### [Exercise]
From the passage on zirconium and uranium fires and explosions, return verbatim the part that opens with the words containing "Two men died" and closes with "a concussion wave.".

### [Reading text]
▼
In 1951, some water-wet scrap Zr powder in wooden barrels was placed in outside storage pending development of scrap-recovery processes. During the next several years, a few minor spontaneous fires broke out in this material. In January 1956, the material in several deteriorated wooden barrels was wet with water and repackaged in steel drums. In May 1956, employees working in the area noted that one of the steel drums lying on its side contained a black material "similar to carbon dust." What happened is uncertain, but a spontaneous explosion occurred accompanied by streaks of red fire with black smoke extending 100 feet into the air. A pronounced concussion wave was noted and the sound of the blast was heard several miles away. Two employees were killed, one having been blown 80 feet through the air, and a the third lost an arm. The drum contained Zr, probably in the form of a fine powder. Using extensive precautions, the remaining drums of scrap Zr were subsequently burned. During this operation, one of the drums exploded.
Two men died and two others were seriously injured in 1954 in a spontaneous explosion initiated during removal of the friction-top lid from a polythene-bag-lined, 1-gallon metal can containing Zr powder 16 percent wet with water. A ball of flame enveloped the entire area, accompanied by a concussion wave.
A 2-pound sample of carbon-tetrachloride-moistened powdered Zr was placed in a glass flask, vacuum applied, and the flask very gently heated with a Bunsen burner. The Zr suddenly began to heat up and detonated with a blinding flash. The explosion was attributed to a small amount of water.
In January 1955, an attempt was made to roll two 1,000-lb U slabs into 0.01-inch thick strips. After initial heating to 1,150 degrees F in a lithium-carbonate-potassium/carbonate bath, several 30 percent reductions were made by rolling. It was observed that heavy work passes had caused overheating. The strip, then 3/4 inch thick, was cooled to 1,200 degrees F. The strip again excessively heated during the next three reductions and became so ductile on entering the fourth that it pulled into two parts. The strip at this stage was cherry red, but by the time it had been removed to the mill floor it was observed to increase in temperature to a white heat followed by melting and burning.
In February 1956, a technician was attempting to roll a plate consisting of Zr-clad U, which, in turn, was clad in a low-carbon-steel jacket. During preheating, the furnace temperature control (which had been set to 1,450 degrees F) failed, allowing the temperature to rise to 1,800 degrees F. During subsequent rolling, molten Fe-Zr eutectic alloy within the steel jacket was forced to one end of the strip where it burst into flames as it sprayed out over an area approximately 10 feet wide, 10 feet high, and 25 feet long. One employee was seriously injured.
In the early program for the large-scale manufacture of metallic U, fine powder was allowed to collect under roughly 25 feet of water. At approximately 1-month intervals, and without prior warning, a geyser about 30 feet high would suddenly develop over the powder and then immediately subside.
A series of cases is known in which massive pieces of metallic U, Pu, and Th have displayed unusual pyrophoricity, e.g., spontaneously igniting at room temperature. Spontaneous fires in U chips are, however, much more common and in one case ignition occurred 6 months after the chips had been placed in storage. One investigator of spontaneous fires in briquette U chips opened a drum filled with briquettes that had been in outside storage for several weeks. After noting that the drum contents were normal and at approximately room temperature, he was warned by an operator to stand back. A few seconds later, a flame shot to a height of about 25 feet and then immediately subsided. Upon reinspecting the drum interior, he noted that all of the briquettes were at an incandescent temperature.
▲
### [Raw data]
▼
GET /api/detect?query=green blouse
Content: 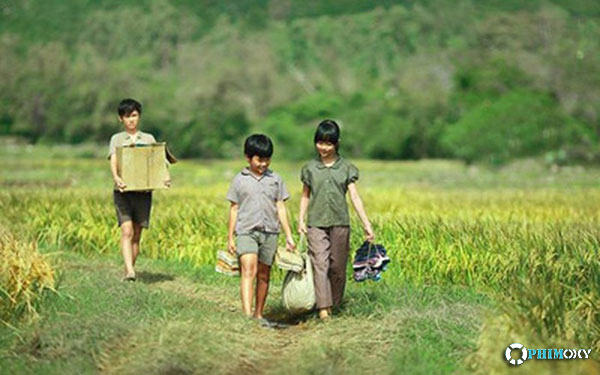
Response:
[300,157,358,227]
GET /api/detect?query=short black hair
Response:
[315,120,340,149]
[244,134,273,158]
[117,98,142,117]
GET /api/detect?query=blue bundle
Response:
[352,241,390,282]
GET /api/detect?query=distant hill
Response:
[0,0,600,162]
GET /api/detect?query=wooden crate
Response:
[117,143,168,191]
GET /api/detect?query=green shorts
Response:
[236,230,277,266]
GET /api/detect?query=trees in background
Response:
[0,0,600,162]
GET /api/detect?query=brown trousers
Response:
[307,226,350,309]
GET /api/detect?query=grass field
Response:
[0,142,600,374]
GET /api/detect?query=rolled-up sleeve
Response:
[108,135,117,159]
[300,165,312,187]
[277,179,290,201]
[347,164,358,185]
[226,178,240,203]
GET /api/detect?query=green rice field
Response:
[0,145,600,374]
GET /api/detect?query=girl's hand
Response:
[365,226,375,242]
[114,176,127,193]
[227,238,236,255]
[298,221,308,235]
[285,238,296,251]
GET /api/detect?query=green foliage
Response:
[442,91,591,163]
[0,0,600,162]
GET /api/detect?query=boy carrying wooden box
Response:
[108,99,171,281]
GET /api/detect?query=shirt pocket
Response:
[331,170,348,192]
[265,181,279,201]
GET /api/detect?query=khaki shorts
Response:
[236,230,277,266]
[113,190,152,228]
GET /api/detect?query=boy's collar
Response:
[242,167,273,177]
[315,155,342,169]
[125,130,142,139]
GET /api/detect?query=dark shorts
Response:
[113,190,152,228]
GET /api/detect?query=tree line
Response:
[0,0,600,162]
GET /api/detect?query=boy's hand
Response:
[285,238,296,251]
[298,221,308,235]
[114,176,127,193]
[227,238,236,255]
[365,226,375,242]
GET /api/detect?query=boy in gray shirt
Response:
[227,134,296,325]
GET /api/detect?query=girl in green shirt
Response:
[298,120,375,319]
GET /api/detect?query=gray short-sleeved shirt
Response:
[108,131,156,159]
[227,167,290,234]
[300,157,358,227]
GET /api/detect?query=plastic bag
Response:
[281,253,317,314]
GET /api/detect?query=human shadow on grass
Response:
[264,304,315,326]
[136,271,175,284]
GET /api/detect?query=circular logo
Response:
[504,342,527,366]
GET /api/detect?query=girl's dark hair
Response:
[315,120,340,150]
[117,99,142,117]
[244,134,273,158]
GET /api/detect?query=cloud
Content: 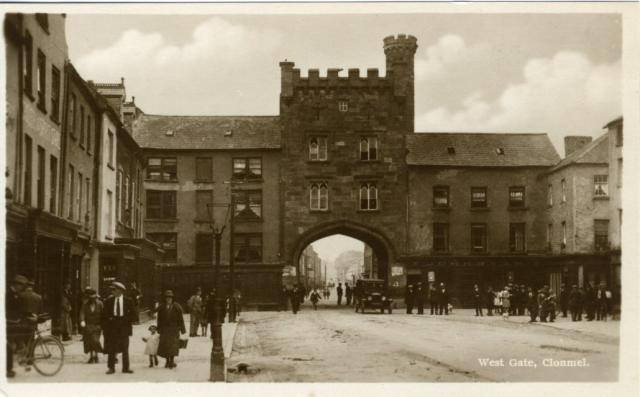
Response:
[74,17,282,114]
[416,51,622,149]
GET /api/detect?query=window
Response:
[471,223,487,252]
[360,137,378,161]
[66,164,76,219]
[24,135,33,206]
[36,146,46,209]
[360,183,378,211]
[309,136,327,161]
[51,66,60,122]
[509,223,525,252]
[107,189,113,237]
[196,157,213,181]
[147,157,178,181]
[23,31,33,97]
[509,186,524,208]
[196,233,213,264]
[107,130,114,168]
[36,50,47,111]
[433,186,449,208]
[233,190,262,219]
[593,175,609,197]
[309,182,329,211]
[76,172,84,222]
[196,190,213,221]
[147,233,178,263]
[80,105,84,148]
[49,156,58,214]
[593,219,609,251]
[69,93,76,139]
[471,187,487,208]
[87,112,93,154]
[233,233,262,263]
[147,190,176,219]
[433,223,449,252]
[233,157,262,179]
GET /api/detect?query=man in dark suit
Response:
[102,282,135,375]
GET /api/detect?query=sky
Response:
[66,13,622,264]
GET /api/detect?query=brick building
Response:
[133,114,282,304]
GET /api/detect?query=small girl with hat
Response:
[142,325,160,368]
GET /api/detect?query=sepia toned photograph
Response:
[2,4,638,390]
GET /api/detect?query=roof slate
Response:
[407,133,560,167]
[131,114,280,150]
[549,133,609,173]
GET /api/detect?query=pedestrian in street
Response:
[569,284,582,321]
[157,290,187,368]
[60,283,73,342]
[187,287,204,336]
[344,283,353,306]
[5,275,32,378]
[527,287,538,323]
[142,325,160,368]
[289,284,300,314]
[80,288,103,364]
[438,283,449,315]
[101,281,135,375]
[413,282,426,314]
[429,283,438,316]
[404,284,414,314]
[485,286,496,316]
[278,285,289,312]
[560,284,569,318]
[500,287,512,320]
[473,284,482,317]
[309,288,322,310]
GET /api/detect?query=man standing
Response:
[187,287,202,336]
[560,284,569,318]
[344,283,353,306]
[473,284,482,317]
[414,282,424,314]
[102,281,135,375]
[404,284,414,314]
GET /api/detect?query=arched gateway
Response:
[288,220,396,282]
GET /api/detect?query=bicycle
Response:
[14,313,64,376]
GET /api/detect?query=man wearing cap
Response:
[102,281,135,375]
[5,275,35,378]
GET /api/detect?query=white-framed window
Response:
[593,175,609,197]
[309,182,329,211]
[360,136,378,161]
[360,182,378,211]
[309,136,327,161]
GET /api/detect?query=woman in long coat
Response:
[158,290,187,368]
[80,289,102,364]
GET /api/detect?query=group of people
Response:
[404,282,452,315]
[473,283,611,322]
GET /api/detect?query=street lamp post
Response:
[207,204,227,382]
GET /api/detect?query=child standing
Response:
[142,325,160,368]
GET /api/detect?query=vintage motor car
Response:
[355,279,393,314]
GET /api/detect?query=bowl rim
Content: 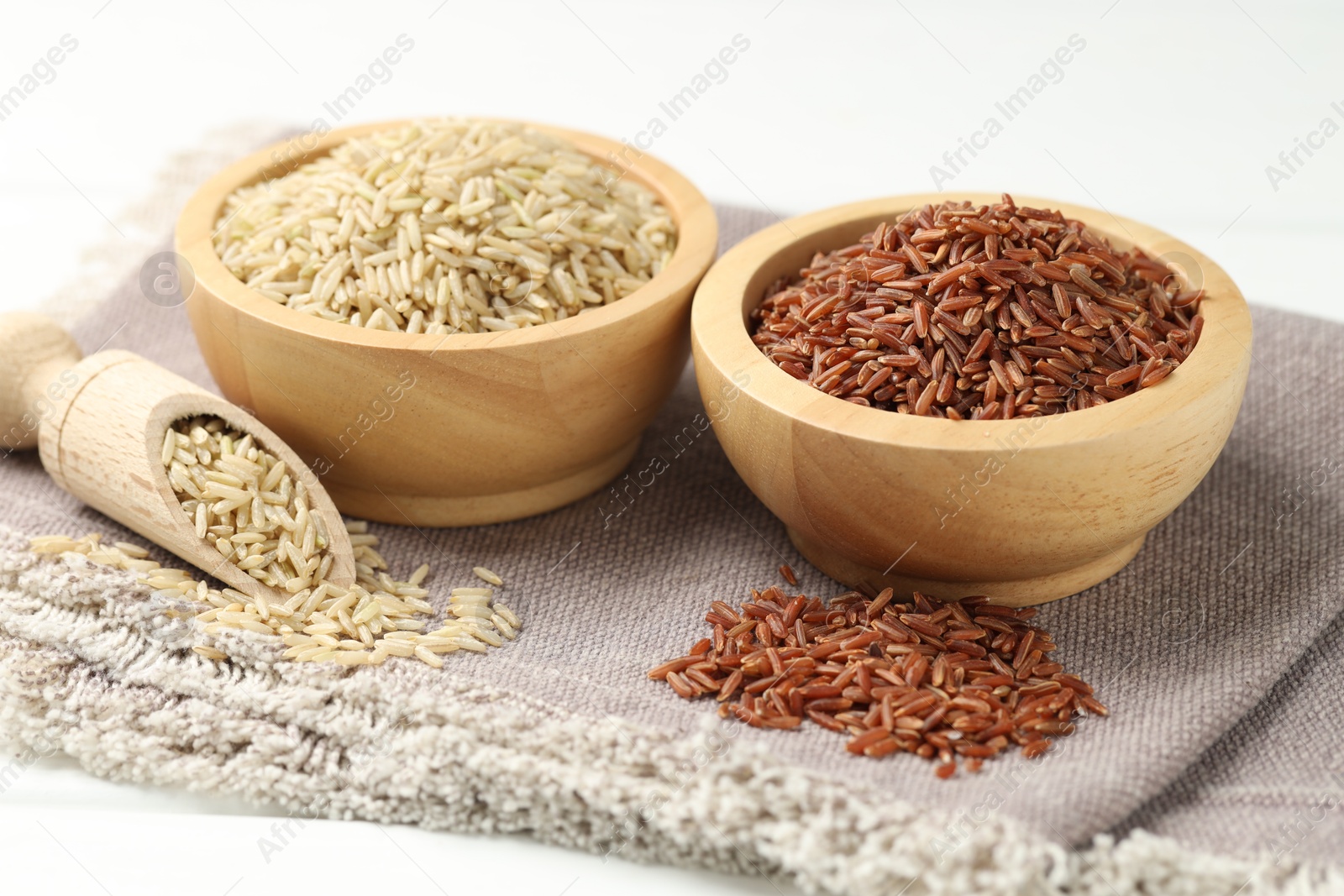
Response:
[690,192,1252,453]
[182,116,719,354]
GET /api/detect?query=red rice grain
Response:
[751,193,1205,416]
[648,585,1109,778]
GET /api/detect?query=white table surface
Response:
[0,0,1344,896]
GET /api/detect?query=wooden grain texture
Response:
[176,123,717,527]
[690,193,1252,605]
[29,351,354,602]
[0,312,83,451]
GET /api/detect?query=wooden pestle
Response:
[0,313,354,603]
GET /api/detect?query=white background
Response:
[0,0,1344,896]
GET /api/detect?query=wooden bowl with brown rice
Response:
[184,123,717,527]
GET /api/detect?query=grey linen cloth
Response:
[0,208,1344,896]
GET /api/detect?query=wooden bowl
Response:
[184,123,717,527]
[690,193,1252,605]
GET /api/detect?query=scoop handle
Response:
[0,312,83,451]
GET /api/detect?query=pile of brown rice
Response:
[649,587,1107,778]
[32,417,522,668]
[215,119,676,333]
[753,195,1205,421]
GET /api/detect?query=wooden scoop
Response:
[0,313,354,603]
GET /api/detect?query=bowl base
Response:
[789,527,1147,607]
[323,435,640,528]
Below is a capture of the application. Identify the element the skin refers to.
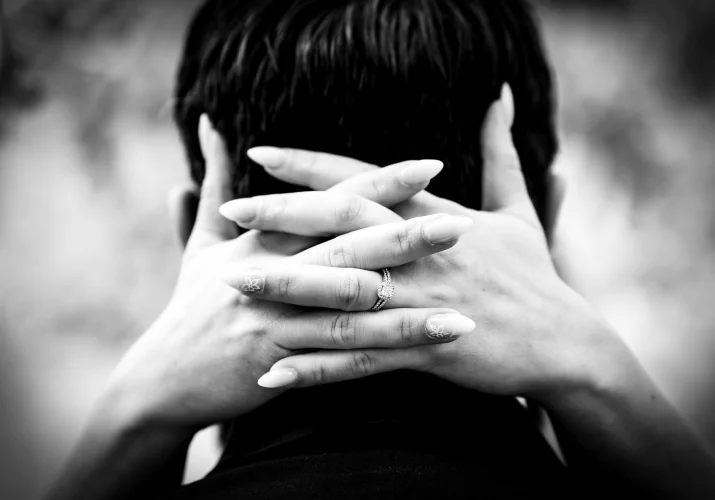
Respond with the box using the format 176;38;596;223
46;88;715;499
224;91;715;498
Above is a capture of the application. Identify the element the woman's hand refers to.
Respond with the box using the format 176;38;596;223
224;87;629;401
103;116;474;430
53;118;482;499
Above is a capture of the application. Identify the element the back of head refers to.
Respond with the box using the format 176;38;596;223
175;0;557;223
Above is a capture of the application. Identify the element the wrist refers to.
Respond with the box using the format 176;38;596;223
534;301;647;408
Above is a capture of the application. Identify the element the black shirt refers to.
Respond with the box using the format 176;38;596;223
161;371;570;500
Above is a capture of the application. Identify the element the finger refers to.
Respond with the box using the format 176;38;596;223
330;160;444;207
247;146;441;211
220;191;402;236
246;146;378;191
167;184;199;247
258;347;430;389
482;84;539;226
275;308;476;350
293;214;474;270
224;265;425;311
187;115;238;249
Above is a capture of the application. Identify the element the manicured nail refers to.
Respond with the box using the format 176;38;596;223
199;114;213;156
399;160;444;186
218;199;256;224
258;368;298;389
424;215;474;245
238;269;266;293
425;314;477;342
246;146;288;168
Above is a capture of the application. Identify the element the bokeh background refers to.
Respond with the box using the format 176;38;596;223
0;0;715;499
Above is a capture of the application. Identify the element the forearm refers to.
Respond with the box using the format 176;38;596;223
48;392;193;500
546;344;715;499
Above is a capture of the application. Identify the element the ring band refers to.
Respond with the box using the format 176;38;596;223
370;268;395;312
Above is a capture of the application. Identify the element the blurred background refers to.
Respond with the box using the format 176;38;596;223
0;0;715;499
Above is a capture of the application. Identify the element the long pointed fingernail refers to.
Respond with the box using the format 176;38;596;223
398;160;444;186
499;83;514;127
218;199;257;224
258;368;298;389
199;114;213;155
424;215;474;245
246;146;288;168
232;269;266;293
425;314;477;342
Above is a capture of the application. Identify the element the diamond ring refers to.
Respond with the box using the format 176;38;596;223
370;269;395;312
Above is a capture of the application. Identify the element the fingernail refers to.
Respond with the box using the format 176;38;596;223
425;314;477;342
258;368;298;389
246;146;288;168
499;83;514;127
218;200;256;224
199;114;213;154
399;160;444;186
238;269;266;293
424;215;474;245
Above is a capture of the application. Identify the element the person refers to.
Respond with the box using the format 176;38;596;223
47;0;715;499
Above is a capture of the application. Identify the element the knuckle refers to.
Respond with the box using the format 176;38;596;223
257;195;288;221
350;351;375;377
335;195;363;223
310;362;328;384
330;314;357;349
335;271;362;311
367;173;387;200
273;274;295;297
328;242;358;268
395;224;417;254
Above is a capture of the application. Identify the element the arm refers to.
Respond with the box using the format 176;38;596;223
225;89;715;499
49;118;473;500
48;394;194;500
544;326;715;499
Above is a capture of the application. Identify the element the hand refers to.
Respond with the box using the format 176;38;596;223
105;118;474;432
231;87;630;406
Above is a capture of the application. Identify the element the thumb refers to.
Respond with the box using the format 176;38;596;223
482;84;539;226
187;115;238;254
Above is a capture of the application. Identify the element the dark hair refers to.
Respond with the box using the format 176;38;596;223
175;0;557;224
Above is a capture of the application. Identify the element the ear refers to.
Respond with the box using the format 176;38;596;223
168;184;199;247
544;173;566;241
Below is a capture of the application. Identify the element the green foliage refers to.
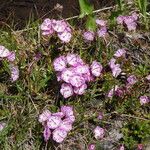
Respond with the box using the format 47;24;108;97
122;120;150;150
79;0;96;31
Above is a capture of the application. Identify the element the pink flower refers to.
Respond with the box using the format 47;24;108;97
70;75;85;87
9;64;19;82
39;110;51;123
124;16;137;31
97;112;104;120
107;85;118;98
115;88;125;97
109;58;122;77
7;52;16;61
61;68;75;83
127;22;137;31
131;12;139;21
96;19;106;27
117;16;124;24
0;45;10;58
40;18;54;35
52;20;67;32
53;128;67;143
146;75;150;81
91;61;103;77
127;75;137;85
88;144;96;150
60;106;73;117
52;112;64;118
140;96;150;105
58;30;72;43
112;64;122;78
109;58;116;69
0;123;6;132
138;144;143;150
74;65;90;75
59;119;72;132
119;145;125;150
60;83;73;98
66;53;84;67
53;56;67;71
47;116;62;129
83;31;95;41
74;84;87;95
114;48;126;57
43;126;51;142
94;126;105;140
56;72;62;81
97;27;107;37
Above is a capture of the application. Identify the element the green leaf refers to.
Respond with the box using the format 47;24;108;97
79;0;94;18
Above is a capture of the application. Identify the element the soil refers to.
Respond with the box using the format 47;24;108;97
0;0;115;28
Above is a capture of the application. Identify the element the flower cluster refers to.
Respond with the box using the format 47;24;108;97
0;45;15;62
107;75;138;98
0;45;19;82
140;96;150;105
117;12;138;31
39;106;75;143
53;53;103;98
94;126;105;140
41;18;72;43
83;19;107;41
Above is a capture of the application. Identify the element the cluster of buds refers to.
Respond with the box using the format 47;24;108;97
39;106;75;143
117;12;138;31
41;18;72;43
0;45;19;82
83;19;107;41
53;53;103;98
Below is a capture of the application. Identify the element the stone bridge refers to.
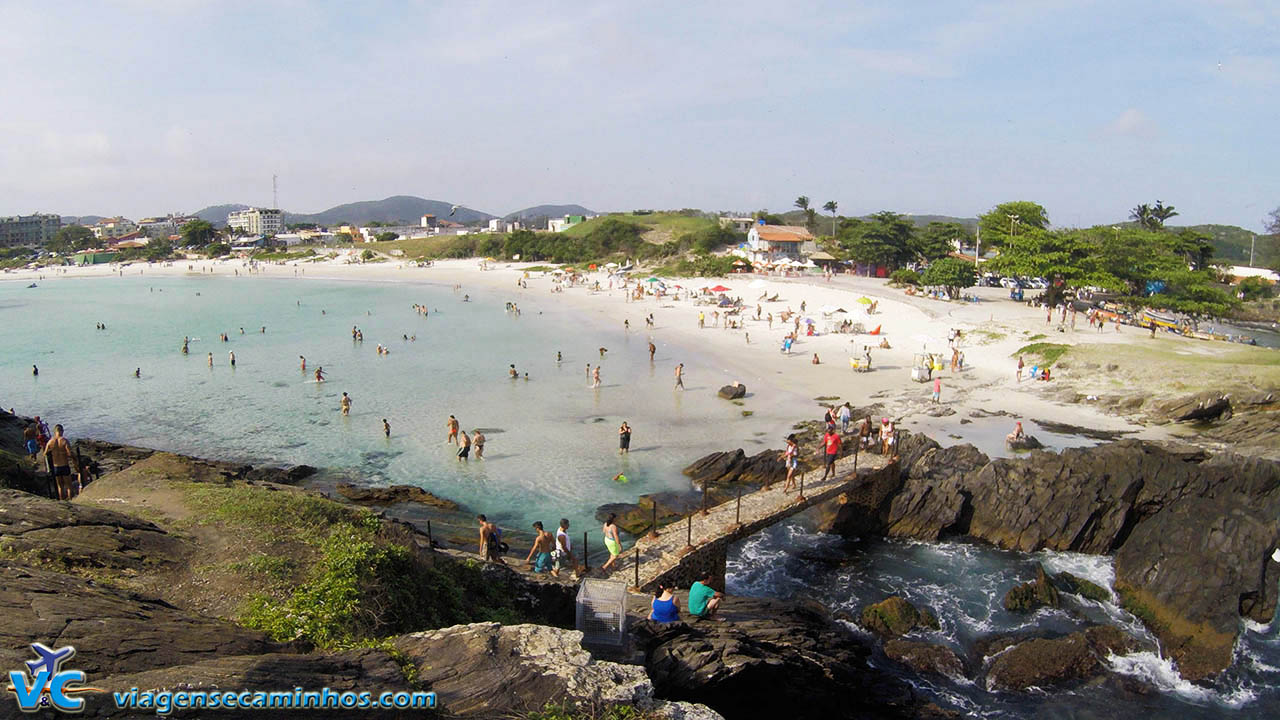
▲
### [Task response]
Two men died and two others were seriously injured in 1954 in a spontaneous explosion initiated during removal of the friction-top lid from a polythene-bag-lined, 1-gallon metal can containing Zr powder 16 percent wet with water. A ball of flame enveloped the entire area, accompanied by a concussion wave.